• _SET TASKS_:
**a)** List every definition that the dictionary entry for "quartering" gives under "noun".
**b)** Write the next part of the dictionary entry for "quartering," picking up right after its final line.

• _PASSAGE GIVEN_:

Adjective "quartering" definition and examples

(Quartering may not be an adjective, but it can be used as an adjective, click here to find out.)

Pronunciation

/ˈkwɔːt(ə)rɪŋ/

Definitions and examples

noun

The coats of arms marshalled on a shield to denote the marriages into a family of the heiresses of others.
  1. 'The devices of ornament can amplify, by doubling and redoubling or other types of repetition and variation, these degrees of status as in heraldic quarterings and the chevrons of rank.'
  2. 'The frustrations of the poor provincial nobles was one factor leading to to the famous Ségur law of 1781, which required four quarterings of nobility in order to become an officer.'
The provision of accommodation or lodgings, especially for troops.
  1. 'Attempts at forcible conversion involved the quartering of troops - often dragoons, hence dragonnades - on Huguenot households.'
  2. 'Following extant written sources, this process has been seen in relation to the quartering of troops that occurred during the war between the Byzantines and the Goths, or simply as the result of occupation by squatters.'
  3. 'I've only heard rumors of you, Amseth, and was delightfully shocked to see you quartering here, in my mistress' home.'
  4. 'Webster's dictionary defines logistics as ‘the branch of military science having to do with moving, supplying and quartering troops.’'
  5. 'I certainly am glad that the US Constitution forbids quartering of soldiers in my house.'
  6. 'The marechal des logis was the administrative officer responsible for encamping and quartering troops.'
  7. 'I doubt that they thought the Third Amendment (limits on quartering soldiers) was more important than the Sixth (which includes the trial by jury).'
  8. 'The Angolan government set up quartering centres, expecting 55,000 UNITA troops to give themselves up.'
  9. 'With opportunities for economic growth and municipal development always a priority, the commissioners wished to prove to the military that Mobile was a suitable location for quartering and training troops.'
The action of dividing something into four parts.

• _DATA EXTRACT_:

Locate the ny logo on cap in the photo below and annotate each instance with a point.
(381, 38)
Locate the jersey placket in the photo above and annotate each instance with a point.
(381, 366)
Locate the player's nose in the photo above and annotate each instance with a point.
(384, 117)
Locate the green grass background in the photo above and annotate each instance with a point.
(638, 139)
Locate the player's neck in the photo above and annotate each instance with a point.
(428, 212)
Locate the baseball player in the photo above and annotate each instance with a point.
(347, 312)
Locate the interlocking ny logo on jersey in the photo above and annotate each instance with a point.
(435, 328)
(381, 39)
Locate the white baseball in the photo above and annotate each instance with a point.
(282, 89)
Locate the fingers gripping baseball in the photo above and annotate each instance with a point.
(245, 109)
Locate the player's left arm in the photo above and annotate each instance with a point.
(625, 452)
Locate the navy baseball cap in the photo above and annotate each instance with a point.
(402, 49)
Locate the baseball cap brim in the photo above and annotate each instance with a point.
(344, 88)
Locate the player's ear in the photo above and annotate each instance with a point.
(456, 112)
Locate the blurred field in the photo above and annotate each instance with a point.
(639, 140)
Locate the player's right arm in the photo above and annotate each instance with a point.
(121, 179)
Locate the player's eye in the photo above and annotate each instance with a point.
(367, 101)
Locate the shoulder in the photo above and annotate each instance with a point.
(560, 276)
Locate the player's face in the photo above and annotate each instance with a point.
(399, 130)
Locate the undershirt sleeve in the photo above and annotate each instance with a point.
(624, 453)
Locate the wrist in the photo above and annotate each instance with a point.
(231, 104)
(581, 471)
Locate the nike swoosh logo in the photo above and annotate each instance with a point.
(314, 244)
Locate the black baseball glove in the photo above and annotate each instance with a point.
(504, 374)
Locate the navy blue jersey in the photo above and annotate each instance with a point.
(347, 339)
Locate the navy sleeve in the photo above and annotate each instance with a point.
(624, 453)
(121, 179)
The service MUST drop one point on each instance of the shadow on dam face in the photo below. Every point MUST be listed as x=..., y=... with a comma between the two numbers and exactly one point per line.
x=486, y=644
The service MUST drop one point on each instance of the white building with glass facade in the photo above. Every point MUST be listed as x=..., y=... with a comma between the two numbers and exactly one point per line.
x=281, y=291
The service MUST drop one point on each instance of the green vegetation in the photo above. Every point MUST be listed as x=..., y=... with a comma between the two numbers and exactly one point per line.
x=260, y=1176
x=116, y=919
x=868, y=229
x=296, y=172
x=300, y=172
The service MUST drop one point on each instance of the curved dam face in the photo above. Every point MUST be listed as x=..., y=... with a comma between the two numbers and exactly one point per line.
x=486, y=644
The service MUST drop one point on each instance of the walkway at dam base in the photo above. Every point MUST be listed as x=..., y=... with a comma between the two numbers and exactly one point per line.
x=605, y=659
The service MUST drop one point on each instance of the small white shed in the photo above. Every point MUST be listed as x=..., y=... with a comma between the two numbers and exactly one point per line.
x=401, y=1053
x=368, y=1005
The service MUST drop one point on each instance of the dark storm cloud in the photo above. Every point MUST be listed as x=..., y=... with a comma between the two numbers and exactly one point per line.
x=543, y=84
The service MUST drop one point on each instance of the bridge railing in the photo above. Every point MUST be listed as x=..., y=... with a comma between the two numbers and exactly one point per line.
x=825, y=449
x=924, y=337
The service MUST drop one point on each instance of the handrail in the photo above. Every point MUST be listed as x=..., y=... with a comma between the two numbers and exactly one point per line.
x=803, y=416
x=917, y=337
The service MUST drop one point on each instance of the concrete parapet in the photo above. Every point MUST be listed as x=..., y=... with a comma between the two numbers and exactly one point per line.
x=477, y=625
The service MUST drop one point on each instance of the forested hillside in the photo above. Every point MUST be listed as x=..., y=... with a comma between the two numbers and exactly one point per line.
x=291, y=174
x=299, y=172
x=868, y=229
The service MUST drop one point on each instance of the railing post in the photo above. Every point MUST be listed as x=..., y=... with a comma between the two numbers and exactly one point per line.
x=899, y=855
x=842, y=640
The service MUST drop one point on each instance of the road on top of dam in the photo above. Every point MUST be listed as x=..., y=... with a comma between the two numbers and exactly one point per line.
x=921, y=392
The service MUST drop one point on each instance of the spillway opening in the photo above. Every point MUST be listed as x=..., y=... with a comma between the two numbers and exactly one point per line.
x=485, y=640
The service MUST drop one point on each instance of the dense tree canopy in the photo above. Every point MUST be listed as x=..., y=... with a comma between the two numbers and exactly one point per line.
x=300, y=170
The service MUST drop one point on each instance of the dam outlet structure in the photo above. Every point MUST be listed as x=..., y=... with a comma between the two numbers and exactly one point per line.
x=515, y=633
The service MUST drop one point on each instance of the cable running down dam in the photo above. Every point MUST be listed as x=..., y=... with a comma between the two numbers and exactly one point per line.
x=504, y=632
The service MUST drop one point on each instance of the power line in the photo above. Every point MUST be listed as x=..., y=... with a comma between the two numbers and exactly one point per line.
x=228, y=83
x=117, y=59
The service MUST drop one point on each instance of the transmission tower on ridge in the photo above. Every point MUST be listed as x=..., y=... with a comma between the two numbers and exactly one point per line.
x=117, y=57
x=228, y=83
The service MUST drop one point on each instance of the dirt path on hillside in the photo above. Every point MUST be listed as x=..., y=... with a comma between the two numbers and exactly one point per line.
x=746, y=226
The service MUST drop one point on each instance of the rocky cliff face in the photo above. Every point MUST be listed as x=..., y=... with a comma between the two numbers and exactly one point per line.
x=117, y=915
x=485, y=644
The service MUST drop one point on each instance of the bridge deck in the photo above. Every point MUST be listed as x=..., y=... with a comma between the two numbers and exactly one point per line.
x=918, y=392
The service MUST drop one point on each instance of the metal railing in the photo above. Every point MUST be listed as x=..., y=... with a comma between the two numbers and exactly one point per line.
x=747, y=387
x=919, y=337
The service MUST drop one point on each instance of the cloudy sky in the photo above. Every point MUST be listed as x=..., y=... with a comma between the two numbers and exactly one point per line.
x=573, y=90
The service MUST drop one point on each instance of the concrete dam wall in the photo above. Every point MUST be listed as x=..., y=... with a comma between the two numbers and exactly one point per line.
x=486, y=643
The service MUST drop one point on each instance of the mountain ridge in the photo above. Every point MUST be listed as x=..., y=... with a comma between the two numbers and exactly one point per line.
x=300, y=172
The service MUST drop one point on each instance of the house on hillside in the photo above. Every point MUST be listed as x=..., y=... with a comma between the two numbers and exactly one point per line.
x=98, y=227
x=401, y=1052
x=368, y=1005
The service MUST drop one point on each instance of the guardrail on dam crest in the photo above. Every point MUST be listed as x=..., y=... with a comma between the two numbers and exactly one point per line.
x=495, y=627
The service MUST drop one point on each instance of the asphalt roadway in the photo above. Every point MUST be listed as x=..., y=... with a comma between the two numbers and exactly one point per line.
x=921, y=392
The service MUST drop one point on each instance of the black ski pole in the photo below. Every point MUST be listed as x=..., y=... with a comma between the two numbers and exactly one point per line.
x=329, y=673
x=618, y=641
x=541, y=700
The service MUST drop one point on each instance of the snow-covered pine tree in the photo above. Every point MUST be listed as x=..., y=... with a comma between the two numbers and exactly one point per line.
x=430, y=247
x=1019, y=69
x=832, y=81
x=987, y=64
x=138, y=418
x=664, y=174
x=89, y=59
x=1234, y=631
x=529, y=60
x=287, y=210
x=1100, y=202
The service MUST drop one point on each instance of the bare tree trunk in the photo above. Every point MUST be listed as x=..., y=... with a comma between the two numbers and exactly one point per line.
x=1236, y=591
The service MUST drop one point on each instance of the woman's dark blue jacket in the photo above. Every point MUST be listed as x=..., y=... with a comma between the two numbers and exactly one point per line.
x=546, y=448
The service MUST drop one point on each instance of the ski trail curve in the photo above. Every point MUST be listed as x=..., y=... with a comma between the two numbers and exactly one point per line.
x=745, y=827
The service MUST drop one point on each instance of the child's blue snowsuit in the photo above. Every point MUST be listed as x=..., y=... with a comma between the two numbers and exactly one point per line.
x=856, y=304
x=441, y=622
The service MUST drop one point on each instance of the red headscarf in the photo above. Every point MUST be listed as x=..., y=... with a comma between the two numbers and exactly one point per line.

• _WRITTEN RESPONSES_:
**a)**
1. The coats of arms marshalled on a shield to denote the marriages into a family of the heiresses of others.
2. The provision of accommodation or lodgings, especially for troops.
3. The action of dividing something into four parts.

**b)**
  1. 'The Scottish business community is ecstatic because, after being hanged and drawn, its quartering has been postponed for a twelvemonth.'
  2. 'A purely spatial focus, they argue, is limiting because it encourages static conceptions of walling and quartering.'
  3. 'Book now for your tickets to the hanging, drawing and quartering.'
  4. 'I halved the butter lengthwise, flipped it over, halved it again (thus quartering it).'
  5. 'No more burnings at the stake, no more drawing and quartering, but true freedom to worship.'
  6. 'Both of these are big enough for quartering an elk or lopping off a ridge pole for your tent, yet they're sufficiently thin to do a good job of slicing bacon for the breakfast skillet.'
  7. 'As Sir Benjamin told Parliament, this was gender inequality, for men convicted of the same offenses were no longer subject to drawing and quartering and ‘women should not receive a more dreadful punishment than men’.'

More definitions

1. the act of a person or thing that quarters.

2. the assignment of quarters or lodgings.

3. Heraldry. the division of an escutcheon into quarters. the marshaling of various coats of arms on an escutcheon. any of the coats of arms so marshaled. adjective

4. that quarters.

5. lying at right angles.

6. Nautical. (of a wind) blowing on a ship's quarter.

More examples(as adjective)

"harriers can be quartering."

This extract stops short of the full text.